Without the images, output each record below as it stands.
::::::::::
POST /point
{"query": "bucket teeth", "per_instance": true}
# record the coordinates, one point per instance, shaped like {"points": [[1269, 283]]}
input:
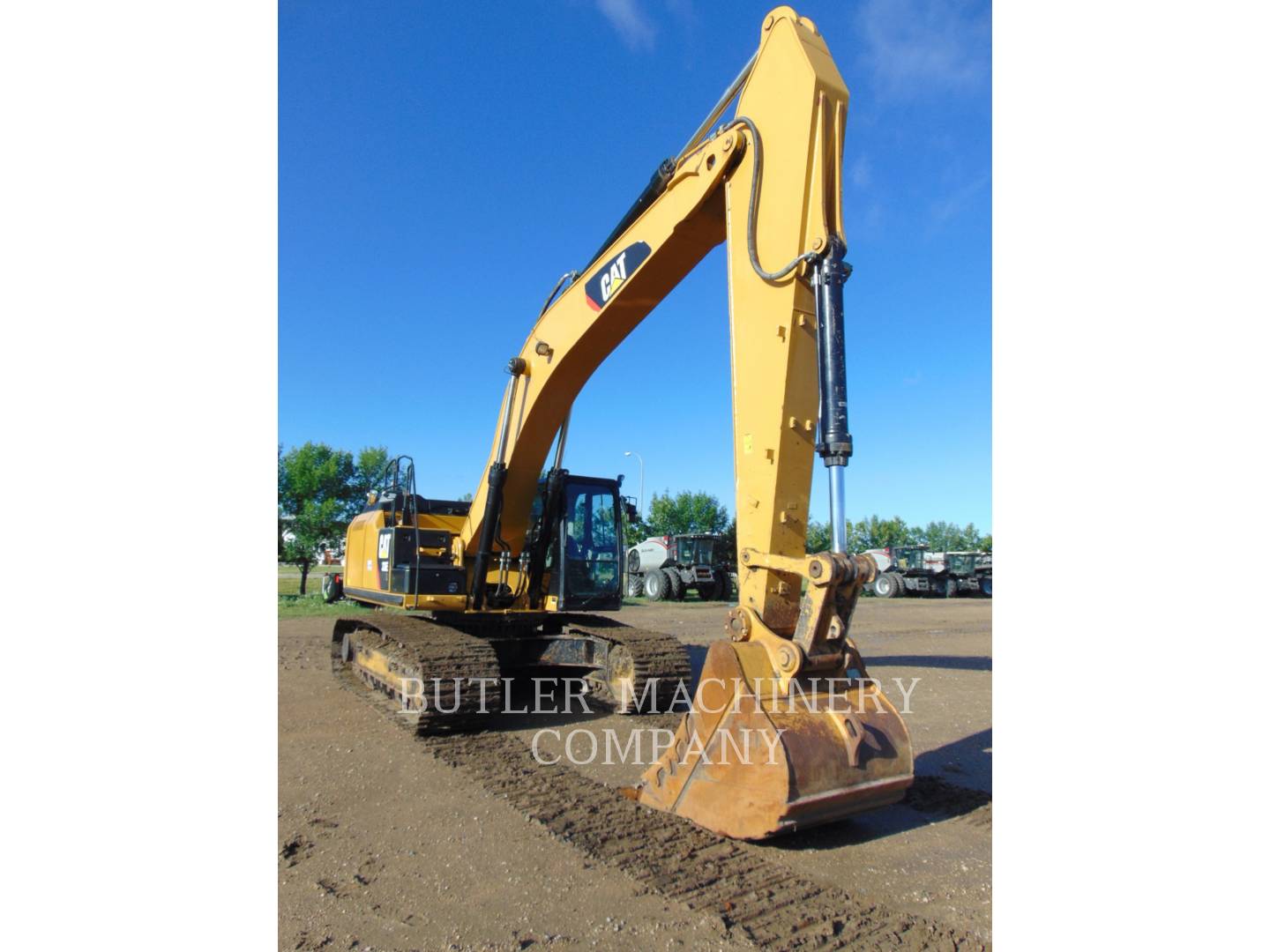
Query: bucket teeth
{"points": [[748, 763]]}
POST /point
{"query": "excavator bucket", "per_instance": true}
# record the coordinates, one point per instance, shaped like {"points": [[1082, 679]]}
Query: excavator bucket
{"points": [[751, 762]]}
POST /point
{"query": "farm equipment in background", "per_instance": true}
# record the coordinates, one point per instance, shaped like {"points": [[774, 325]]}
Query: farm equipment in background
{"points": [[915, 570], [667, 566], [963, 573]]}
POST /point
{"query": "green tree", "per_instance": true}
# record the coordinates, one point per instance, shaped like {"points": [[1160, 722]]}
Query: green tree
{"points": [[686, 512], [318, 494], [879, 533]]}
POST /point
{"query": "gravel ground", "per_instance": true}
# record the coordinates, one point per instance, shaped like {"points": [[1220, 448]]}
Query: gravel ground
{"points": [[385, 847]]}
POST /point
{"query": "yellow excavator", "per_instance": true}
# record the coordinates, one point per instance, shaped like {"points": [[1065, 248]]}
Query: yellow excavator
{"points": [[511, 582]]}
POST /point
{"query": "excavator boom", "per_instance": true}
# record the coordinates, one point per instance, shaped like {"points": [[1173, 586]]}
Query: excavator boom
{"points": [[788, 686]]}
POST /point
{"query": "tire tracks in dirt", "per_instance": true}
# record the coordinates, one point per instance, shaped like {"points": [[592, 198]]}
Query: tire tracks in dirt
{"points": [[757, 899]]}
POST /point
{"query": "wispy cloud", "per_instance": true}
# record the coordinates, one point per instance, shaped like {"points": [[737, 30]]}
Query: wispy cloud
{"points": [[955, 202], [630, 22], [923, 46]]}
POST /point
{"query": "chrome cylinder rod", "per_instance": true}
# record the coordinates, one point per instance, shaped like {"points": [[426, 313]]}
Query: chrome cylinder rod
{"points": [[704, 129]]}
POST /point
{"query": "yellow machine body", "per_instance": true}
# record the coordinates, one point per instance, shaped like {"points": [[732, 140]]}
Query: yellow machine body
{"points": [[831, 752]]}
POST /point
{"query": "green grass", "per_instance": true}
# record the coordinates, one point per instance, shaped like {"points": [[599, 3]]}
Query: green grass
{"points": [[311, 605]]}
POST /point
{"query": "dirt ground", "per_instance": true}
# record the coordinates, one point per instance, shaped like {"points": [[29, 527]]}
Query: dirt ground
{"points": [[392, 843]]}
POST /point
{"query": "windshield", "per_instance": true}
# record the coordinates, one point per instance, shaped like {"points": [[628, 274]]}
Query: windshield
{"points": [[591, 541]]}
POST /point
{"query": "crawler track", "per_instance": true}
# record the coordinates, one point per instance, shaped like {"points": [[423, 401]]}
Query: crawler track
{"points": [[757, 899], [655, 658], [435, 655]]}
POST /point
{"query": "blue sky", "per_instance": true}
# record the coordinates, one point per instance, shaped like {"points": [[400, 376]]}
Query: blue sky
{"points": [[439, 170]]}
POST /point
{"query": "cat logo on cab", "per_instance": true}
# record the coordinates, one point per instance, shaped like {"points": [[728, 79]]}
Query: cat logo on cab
{"points": [[614, 271]]}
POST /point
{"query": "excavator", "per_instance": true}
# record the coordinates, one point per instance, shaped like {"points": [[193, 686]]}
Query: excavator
{"points": [[526, 576]]}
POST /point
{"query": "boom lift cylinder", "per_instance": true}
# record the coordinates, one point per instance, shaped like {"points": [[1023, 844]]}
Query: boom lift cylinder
{"points": [[834, 447]]}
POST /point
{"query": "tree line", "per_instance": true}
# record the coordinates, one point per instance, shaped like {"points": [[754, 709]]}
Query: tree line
{"points": [[322, 489], [700, 512]]}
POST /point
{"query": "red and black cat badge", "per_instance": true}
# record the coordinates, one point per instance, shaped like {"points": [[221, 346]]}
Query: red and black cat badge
{"points": [[603, 285]]}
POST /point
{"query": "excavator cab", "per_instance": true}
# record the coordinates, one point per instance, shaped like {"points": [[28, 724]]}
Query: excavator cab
{"points": [[582, 541]]}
::::::::::
### Final result
POST /point
{"query": "bucket teeth", "per_instance": true}
# record the coordinates, one point per instance, shaped like {"points": [[1269, 283]]}
input:
Query: bucket teeth
{"points": [[748, 763]]}
POST /point
{"query": "excavator bucket", "per_instance": true}
# record the coordinates, one point per instance, shaped like {"points": [[1082, 679]]}
Query: excavator bucket
{"points": [[751, 762]]}
POST /point
{"query": "farm equipment in background", "per_instance": true}
# record the coordinates, one point per instance, shaped like {"points": [[774, 325]]}
Query: farm equipment in background
{"points": [[915, 570], [667, 566], [963, 573]]}
POST /point
{"query": "green tree", "per_instance": true}
# record the coordinates, one point per instance, shaped like {"points": [[1160, 722]]}
Query: green tree
{"points": [[686, 512], [318, 494], [879, 533]]}
POST /point
{"query": "gravel ground", "per_instance": true}
# record the coordinates, one point per instance, shaped like {"points": [[1220, 448]]}
Query: gravel ground
{"points": [[385, 847]]}
POST /point
{"query": "yellow excavator", "per_instance": true}
# record the coordinates, one point per instance, shaped like {"points": [[1065, 248]]}
Query: yellow excavator
{"points": [[511, 582]]}
POST /point
{"query": "excavator boom", "per_instance": true}
# record the coordinates, one point per instance, shaped like {"points": [[1173, 586]]}
Query: excavator boom
{"points": [[788, 686]]}
POST /point
{"query": "tire tracks in dirt", "per_instance": true}
# record the coordinates, one point per instance, shaped like {"points": [[592, 198]]}
Query: tire tracks in dirt
{"points": [[757, 899]]}
POST /point
{"query": "wispy cloud", "per_instance": true}
# record the coordinates, one point per instance, shaped like {"points": [[737, 30]]}
Query: wispy cloud
{"points": [[955, 202], [630, 22], [923, 46]]}
POST /point
{"query": "chrome cylinder rod", "per_instance": true}
# record the coordinates, one point per instance, shaped like {"points": [[426, 313]]}
Query: chrome cylinder rod
{"points": [[704, 129]]}
POST /point
{"query": "yellow machine body", "per_instance": true}
# record the coordinates, one point per instance, shaped like {"points": [[732, 140]]}
Query: yellow machine body
{"points": [[831, 752]]}
POST /point
{"query": "green grass", "per_instance": true}
# record the coordinates, one point per instance, shaped like {"points": [[599, 3]]}
Query: green grass
{"points": [[311, 605]]}
POST /point
{"query": "dirt ground", "per_instance": true}
# record the coordinates, one point per instance, shaped like {"points": [[29, 527]]}
Query: dirt ground
{"points": [[392, 843]]}
POST /point
{"query": "windshield", "per_instance": true}
# record the coordinates, one point per instance, shaped like {"points": [[628, 274]]}
Query: windshield
{"points": [[591, 541]]}
POST /point
{"query": "crawler track", "per_instance": true}
# record the coordinates, one point per instance, shaped like {"points": [[423, 401]]}
Query: crawler track
{"points": [[757, 899], [655, 658], [435, 655]]}
POST /point
{"query": "blue sky", "per_instance": true}
# record the coordinates, one point per instance, shaped like {"points": [[400, 376]]}
Query: blue sky
{"points": [[439, 170]]}
POST /point
{"query": "cat logo on cab", "per_instance": true}
# record the coordinates, one point per instance, shaped like {"points": [[728, 79]]}
Query: cat logo on cab
{"points": [[614, 271]]}
POST /point
{"query": "excavator", "per_instance": true}
# record the coordinates, one point per instance, shaped like {"points": [[193, 686]]}
Query: excavator
{"points": [[526, 576]]}
POST /point
{"query": "boom lift cylinder", "per_instance": true}
# record the coordinates, one point per instance, shaped like {"points": [[1023, 844]]}
Query: boom lift cylinder
{"points": [[834, 447]]}
POST /point
{"query": "tree line", "per_instance": true}
# record the coordinates, one point per instance, shaped like {"points": [[754, 709]]}
Query: tree line
{"points": [[322, 489], [700, 512]]}
POST /point
{"query": "red and black cat badge", "per_instance": true}
# record the coordinates, one point per instance, shaped like {"points": [[221, 346]]}
Query: red and black cat badge
{"points": [[603, 285]]}
POST /point
{"query": "excavator cab", "per_instance": true}
# record the coordinates, one point per instance, shaped like {"points": [[28, 724]]}
Query: excavator cab
{"points": [[582, 541]]}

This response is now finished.